++++ Excerpt ++++

Forfeiting the Future at Wayne State and Other Public Universities

by Fran Shor

September 6, 2016

In 2007 the Wayne State Board of Governors (BoG), at the behest of a shortsighted Administration, terminated the one department at WSU dedicated to an “open admissions” policy for working adults wishing to pursue a degree. Of the six Democrats on the BoG, four of them (including one white male union official), as well as the two Republicans, voted with the Administration, ending an internationally recognized program that began in 1973.

This disastrous decision not only shut off welcoming access to WSU for working adults, but also added to the downward spiral of student enrollment. Given WSU’s notoriously poor graduation rate for African-American students, to end a department that graduated African-American working adult students (majority women) at a much higher percentage seemed prejudicial and perverse. And at a time when there was a growing demand for a more educated work force, such a move seemed especially blinkered.

++++

Problem A
Please extract from the article on Wayne State the passage starting with "In 2007 the" and going on through "began in 1973.".
Problem B
Translate this sentence from the article on Wayne State into Spanish: "This disastrous decision not only shut off welcoming access to WSU for working adults, but also added to the downward spiral of student enrollment."

++++ Data for review ++++

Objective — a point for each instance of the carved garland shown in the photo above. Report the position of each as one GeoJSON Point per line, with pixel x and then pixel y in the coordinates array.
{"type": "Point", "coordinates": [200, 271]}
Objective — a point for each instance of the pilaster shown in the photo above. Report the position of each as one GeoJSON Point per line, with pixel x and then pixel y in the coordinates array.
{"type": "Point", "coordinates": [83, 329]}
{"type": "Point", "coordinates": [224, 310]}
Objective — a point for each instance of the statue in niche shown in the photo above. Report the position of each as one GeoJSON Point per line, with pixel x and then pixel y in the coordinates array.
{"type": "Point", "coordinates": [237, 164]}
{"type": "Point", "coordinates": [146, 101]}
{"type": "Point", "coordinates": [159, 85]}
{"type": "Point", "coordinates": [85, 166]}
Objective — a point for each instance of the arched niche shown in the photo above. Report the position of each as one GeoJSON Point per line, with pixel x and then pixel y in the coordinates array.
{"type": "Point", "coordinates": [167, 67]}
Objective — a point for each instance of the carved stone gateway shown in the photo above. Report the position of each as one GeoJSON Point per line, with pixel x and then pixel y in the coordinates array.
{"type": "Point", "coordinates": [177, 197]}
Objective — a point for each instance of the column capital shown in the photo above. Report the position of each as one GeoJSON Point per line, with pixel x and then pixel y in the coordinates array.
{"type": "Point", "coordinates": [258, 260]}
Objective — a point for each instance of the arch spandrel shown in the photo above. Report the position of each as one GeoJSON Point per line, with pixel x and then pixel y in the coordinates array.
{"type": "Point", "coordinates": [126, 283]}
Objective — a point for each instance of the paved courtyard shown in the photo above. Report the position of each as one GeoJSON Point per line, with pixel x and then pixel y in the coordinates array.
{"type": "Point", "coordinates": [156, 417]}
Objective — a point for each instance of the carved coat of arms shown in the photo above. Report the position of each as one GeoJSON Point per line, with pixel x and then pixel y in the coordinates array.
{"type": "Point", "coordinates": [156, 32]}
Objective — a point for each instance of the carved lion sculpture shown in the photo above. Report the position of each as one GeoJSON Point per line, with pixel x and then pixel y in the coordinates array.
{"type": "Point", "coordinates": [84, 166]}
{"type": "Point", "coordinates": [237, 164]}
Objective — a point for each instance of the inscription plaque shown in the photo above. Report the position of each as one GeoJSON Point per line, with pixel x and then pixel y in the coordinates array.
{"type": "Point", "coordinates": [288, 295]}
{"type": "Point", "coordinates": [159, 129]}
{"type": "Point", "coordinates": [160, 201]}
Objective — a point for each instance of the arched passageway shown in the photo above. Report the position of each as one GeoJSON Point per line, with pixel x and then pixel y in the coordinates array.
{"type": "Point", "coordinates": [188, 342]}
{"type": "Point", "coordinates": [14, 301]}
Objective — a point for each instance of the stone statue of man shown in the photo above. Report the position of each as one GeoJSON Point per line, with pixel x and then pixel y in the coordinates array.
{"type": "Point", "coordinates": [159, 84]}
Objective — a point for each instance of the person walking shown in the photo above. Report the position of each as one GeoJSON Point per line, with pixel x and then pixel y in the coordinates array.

++++

Exercise solution A
In 2007 the Wayne State Board of Governors (BoG), at the behest of a shortsighted Administration, terminated the one department at WSU dedicated to an “open admissions” policy for working adults wishing to pursue a degree. Of the six Democrats on the BoG, four of them (including one white male union official), as well as the two Republicans, voted with the Administration, ending an internationally recognized program that began in 1973.

Exercise solution B
Esta decisión desastrosa no solo cerró el acceso acogedor a WSU para los adultos trabajadores, sino que también contribuyó a la espiral descendente de la matrícula estudiantil.